DATA RECORDS –
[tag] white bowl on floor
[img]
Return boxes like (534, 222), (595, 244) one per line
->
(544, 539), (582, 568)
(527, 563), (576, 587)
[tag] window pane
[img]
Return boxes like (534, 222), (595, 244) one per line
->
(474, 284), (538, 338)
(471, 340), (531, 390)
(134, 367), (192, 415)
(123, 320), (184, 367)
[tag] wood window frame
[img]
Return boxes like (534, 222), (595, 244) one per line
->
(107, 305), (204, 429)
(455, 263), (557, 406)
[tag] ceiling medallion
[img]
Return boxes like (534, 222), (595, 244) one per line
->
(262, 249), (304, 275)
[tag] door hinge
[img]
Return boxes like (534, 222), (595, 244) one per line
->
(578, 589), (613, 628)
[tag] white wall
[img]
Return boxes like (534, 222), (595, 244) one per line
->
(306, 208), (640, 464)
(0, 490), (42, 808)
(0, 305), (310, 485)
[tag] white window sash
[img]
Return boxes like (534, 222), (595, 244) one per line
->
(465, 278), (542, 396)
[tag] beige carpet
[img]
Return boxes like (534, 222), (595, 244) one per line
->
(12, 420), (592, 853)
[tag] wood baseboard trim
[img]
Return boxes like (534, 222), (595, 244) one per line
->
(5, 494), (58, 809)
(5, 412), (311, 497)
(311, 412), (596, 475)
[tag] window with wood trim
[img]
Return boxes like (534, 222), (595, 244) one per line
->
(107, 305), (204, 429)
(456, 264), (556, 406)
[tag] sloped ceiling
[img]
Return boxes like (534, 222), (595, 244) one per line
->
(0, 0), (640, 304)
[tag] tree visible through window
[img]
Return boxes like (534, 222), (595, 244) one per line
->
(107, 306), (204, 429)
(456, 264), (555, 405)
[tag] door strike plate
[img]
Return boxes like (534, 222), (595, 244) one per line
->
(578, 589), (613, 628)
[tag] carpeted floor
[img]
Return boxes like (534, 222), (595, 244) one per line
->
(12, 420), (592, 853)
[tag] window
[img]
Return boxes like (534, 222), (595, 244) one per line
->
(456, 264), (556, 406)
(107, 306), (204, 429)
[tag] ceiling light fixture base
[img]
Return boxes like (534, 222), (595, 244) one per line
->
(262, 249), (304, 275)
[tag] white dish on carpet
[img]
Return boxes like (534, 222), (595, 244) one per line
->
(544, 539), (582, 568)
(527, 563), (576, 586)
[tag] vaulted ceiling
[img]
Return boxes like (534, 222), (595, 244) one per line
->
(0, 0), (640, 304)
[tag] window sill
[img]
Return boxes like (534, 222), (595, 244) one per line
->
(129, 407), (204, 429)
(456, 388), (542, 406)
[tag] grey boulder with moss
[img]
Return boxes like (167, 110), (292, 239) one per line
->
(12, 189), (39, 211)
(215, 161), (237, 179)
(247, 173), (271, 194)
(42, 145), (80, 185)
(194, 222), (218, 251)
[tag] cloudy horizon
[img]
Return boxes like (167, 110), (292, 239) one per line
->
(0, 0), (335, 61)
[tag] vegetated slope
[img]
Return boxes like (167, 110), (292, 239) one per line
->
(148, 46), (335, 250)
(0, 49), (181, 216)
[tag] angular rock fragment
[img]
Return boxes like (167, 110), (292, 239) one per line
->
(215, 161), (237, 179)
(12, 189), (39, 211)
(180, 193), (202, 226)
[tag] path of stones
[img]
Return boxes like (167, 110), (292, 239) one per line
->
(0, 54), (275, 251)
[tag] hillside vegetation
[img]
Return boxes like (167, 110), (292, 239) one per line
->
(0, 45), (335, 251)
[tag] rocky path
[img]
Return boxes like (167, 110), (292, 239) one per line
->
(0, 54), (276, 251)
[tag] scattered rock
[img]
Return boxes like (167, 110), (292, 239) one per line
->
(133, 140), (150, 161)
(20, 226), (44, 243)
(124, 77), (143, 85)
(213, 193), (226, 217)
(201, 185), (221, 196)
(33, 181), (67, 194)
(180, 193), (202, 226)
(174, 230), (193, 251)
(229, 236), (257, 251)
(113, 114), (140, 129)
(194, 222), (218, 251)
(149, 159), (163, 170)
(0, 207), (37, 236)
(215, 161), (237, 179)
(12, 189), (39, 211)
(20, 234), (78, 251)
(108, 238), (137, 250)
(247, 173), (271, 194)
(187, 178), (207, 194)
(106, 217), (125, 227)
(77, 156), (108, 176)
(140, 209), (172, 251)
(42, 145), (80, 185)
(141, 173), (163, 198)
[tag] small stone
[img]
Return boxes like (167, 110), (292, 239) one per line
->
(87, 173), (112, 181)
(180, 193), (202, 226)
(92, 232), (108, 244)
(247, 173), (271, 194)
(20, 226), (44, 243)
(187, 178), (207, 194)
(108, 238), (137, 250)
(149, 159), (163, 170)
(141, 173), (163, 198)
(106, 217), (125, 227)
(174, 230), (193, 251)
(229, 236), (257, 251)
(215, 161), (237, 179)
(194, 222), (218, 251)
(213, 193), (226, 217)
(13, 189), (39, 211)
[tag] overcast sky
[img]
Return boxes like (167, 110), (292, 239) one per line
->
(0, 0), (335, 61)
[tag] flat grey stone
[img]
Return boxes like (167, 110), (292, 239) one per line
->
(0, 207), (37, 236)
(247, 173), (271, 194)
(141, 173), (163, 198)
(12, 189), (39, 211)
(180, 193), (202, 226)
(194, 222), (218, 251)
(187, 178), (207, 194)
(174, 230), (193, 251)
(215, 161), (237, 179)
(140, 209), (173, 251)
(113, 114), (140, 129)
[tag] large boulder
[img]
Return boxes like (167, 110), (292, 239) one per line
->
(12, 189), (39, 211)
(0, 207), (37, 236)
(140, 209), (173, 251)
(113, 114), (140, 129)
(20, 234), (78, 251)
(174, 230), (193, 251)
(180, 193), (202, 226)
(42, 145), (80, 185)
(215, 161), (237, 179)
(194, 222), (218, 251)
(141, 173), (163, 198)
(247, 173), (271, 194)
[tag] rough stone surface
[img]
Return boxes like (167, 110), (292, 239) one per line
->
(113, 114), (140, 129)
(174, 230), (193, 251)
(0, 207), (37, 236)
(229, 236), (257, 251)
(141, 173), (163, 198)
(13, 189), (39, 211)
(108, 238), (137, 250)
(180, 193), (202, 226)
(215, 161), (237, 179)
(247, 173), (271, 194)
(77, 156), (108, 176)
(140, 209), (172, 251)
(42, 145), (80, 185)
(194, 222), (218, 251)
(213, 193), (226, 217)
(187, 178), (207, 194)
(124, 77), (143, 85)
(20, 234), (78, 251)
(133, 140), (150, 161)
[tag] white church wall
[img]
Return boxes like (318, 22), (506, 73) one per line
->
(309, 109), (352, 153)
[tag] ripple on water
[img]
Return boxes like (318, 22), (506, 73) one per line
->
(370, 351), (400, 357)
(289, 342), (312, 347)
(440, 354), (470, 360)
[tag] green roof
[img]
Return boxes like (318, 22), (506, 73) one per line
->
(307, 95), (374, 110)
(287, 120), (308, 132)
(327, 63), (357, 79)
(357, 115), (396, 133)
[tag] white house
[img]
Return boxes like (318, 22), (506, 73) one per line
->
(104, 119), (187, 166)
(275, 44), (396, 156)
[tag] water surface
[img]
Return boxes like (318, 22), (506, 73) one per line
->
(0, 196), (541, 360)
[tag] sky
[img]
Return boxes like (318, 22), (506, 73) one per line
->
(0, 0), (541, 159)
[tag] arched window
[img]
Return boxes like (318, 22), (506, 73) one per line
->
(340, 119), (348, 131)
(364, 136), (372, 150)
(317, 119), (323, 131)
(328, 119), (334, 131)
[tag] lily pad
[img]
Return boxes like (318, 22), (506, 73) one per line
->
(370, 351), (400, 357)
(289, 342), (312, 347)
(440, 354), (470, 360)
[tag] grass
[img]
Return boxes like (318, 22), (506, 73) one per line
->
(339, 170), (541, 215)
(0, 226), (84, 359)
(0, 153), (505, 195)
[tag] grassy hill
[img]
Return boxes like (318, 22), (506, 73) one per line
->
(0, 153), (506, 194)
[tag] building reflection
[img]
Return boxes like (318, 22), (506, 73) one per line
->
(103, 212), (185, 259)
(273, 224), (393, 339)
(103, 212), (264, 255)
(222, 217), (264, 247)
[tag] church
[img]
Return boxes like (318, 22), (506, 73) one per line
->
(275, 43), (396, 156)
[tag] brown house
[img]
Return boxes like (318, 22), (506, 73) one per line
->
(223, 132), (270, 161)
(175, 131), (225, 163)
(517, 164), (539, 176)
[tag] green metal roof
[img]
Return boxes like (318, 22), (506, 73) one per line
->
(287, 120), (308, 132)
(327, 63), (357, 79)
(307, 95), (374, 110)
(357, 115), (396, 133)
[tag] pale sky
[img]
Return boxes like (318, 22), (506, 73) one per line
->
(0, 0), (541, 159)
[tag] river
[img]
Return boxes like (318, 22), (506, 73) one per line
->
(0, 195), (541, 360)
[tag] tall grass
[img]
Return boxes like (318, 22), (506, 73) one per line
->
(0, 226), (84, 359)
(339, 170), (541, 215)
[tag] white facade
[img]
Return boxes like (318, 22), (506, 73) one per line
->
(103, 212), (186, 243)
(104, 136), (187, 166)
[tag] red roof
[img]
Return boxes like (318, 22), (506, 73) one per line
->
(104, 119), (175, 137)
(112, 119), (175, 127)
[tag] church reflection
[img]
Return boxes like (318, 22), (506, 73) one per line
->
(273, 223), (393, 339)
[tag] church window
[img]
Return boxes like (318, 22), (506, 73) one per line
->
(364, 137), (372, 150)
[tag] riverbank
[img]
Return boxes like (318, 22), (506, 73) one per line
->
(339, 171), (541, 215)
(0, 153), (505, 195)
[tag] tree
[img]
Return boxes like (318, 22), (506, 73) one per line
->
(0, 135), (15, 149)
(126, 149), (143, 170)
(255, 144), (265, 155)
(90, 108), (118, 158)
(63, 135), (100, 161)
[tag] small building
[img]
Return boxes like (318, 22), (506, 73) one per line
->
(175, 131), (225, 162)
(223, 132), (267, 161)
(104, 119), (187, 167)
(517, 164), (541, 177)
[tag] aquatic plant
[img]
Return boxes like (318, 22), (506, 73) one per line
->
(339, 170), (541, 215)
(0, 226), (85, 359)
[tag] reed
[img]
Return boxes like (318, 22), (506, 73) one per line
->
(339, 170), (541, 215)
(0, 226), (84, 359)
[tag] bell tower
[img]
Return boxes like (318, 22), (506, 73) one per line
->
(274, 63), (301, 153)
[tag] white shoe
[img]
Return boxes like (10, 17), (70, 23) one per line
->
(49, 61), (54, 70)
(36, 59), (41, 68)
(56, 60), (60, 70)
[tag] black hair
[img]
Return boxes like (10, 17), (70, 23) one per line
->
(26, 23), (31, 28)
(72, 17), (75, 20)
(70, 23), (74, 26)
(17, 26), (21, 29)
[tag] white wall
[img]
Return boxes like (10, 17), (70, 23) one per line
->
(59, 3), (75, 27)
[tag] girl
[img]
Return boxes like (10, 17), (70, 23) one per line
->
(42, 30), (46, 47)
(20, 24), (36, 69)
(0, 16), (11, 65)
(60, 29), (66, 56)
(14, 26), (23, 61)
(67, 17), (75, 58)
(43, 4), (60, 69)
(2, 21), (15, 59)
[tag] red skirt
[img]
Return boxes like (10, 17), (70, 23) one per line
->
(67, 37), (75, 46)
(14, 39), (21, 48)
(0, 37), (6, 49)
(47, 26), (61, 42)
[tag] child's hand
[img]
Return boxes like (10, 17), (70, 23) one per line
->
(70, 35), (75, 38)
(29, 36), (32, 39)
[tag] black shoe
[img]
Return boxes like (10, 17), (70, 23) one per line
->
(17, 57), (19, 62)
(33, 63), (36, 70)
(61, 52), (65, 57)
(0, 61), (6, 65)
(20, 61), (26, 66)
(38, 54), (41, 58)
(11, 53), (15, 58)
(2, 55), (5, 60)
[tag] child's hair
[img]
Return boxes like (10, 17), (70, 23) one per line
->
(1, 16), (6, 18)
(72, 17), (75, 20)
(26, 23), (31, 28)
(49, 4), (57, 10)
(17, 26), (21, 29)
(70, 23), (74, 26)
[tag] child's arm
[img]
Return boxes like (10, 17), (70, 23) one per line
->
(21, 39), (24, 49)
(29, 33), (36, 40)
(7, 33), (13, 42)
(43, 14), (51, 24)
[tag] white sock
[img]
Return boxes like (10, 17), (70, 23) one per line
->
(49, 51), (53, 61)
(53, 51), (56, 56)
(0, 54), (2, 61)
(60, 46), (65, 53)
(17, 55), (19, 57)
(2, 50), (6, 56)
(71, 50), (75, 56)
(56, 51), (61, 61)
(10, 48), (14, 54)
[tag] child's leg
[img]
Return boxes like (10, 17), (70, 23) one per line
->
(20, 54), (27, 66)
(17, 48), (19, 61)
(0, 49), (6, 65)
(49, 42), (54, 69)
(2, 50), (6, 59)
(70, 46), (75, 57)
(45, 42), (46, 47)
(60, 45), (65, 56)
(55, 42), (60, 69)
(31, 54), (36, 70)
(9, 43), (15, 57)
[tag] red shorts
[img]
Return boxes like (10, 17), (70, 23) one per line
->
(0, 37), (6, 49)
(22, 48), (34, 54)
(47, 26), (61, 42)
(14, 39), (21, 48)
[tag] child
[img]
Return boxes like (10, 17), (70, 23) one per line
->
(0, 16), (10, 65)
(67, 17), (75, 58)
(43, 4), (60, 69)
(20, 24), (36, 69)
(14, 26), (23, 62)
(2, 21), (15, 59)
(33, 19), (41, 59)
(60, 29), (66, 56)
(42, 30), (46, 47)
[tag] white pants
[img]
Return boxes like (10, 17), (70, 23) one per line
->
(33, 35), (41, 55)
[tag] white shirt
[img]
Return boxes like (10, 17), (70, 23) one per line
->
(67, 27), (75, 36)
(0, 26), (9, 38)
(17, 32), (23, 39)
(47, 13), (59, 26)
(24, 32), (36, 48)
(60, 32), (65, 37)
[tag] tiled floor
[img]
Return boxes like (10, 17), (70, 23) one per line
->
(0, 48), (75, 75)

DIRECTIVE – Update the items from the very start through the line containing "(456, 388), (542, 406)", and give that stretch again with "tree" replaced by "shrub" and everything else unchanged.

EXERCISE OUTPUT –
[tag] white bowl on floor
[img]
Return boxes like (534, 222), (595, 244) one per line
->
(544, 539), (582, 568)
(527, 563), (576, 587)
[tag] window pane
[img]
Return boxes like (534, 222), (595, 244) one per line
->
(474, 284), (538, 338)
(471, 340), (531, 390)
(134, 367), (192, 415)
(123, 320), (184, 367)
[tag] wood window frame
[img]
Return boxes like (534, 222), (595, 244) one per line
->
(107, 305), (204, 429)
(455, 263), (557, 406)
[tag] ceiling medallion
[img]
Return boxes like (534, 222), (595, 244) one per line
->
(262, 249), (304, 275)
[tag] door hinge
[img]
Return boxes like (534, 222), (595, 244) one per line
->
(578, 589), (613, 628)
[tag] white wall
[img]
Return boxes like (534, 222), (595, 244) one per line
->
(306, 208), (640, 464)
(0, 490), (42, 808)
(0, 305), (310, 485)
[tag] white window sash
[img]
Return boxes like (534, 222), (595, 244) one per line
->
(465, 278), (542, 396)
[tag] beige carpet
[img]
Return boxes like (534, 222), (595, 244) one per line
->
(12, 420), (592, 853)
[tag] wood baseboard trim
[img]
Return boxes like (534, 222), (595, 244) one per line
->
(5, 494), (58, 809)
(5, 412), (311, 497)
(311, 412), (596, 475)
[tag] window with wood trim
[img]
Return boxes like (534, 222), (595, 244) one per line
->
(107, 305), (204, 429)
(456, 264), (556, 406)
[tag] sloped ceiling
[img]
Return boxes like (534, 222), (595, 244) one per line
->
(0, 0), (640, 304)
[tag] shrub visible through window
[img]
Return boxes like (534, 222), (595, 244) one per line
->
(107, 306), (204, 429)
(456, 264), (555, 405)
[tag] door strike plate
[img]
Return boxes like (534, 222), (595, 244) one per line
->
(578, 589), (613, 628)
[tag] carpeted floor
[img]
Return boxes like (534, 222), (595, 244) one per line
->
(12, 420), (592, 853)
[tag] window
[img]
Return boxes like (534, 222), (595, 244) one per line
->
(456, 264), (556, 406)
(107, 306), (204, 429)
[tag] ceiling light fixture base
[img]
Return boxes like (534, 222), (595, 244) one per line
->
(262, 249), (304, 275)
[tag] white dish on carpet
[img]
Return boxes like (534, 222), (595, 244) one per line
->
(544, 539), (582, 568)
(527, 563), (576, 586)
[tag] vaulted ceiling
[img]
Return boxes like (534, 222), (595, 244) one per line
->
(0, 0), (640, 304)
[tag] window sill
[img]
Return boxes like (534, 222), (595, 244) one per line
->
(129, 407), (204, 429)
(456, 388), (542, 406)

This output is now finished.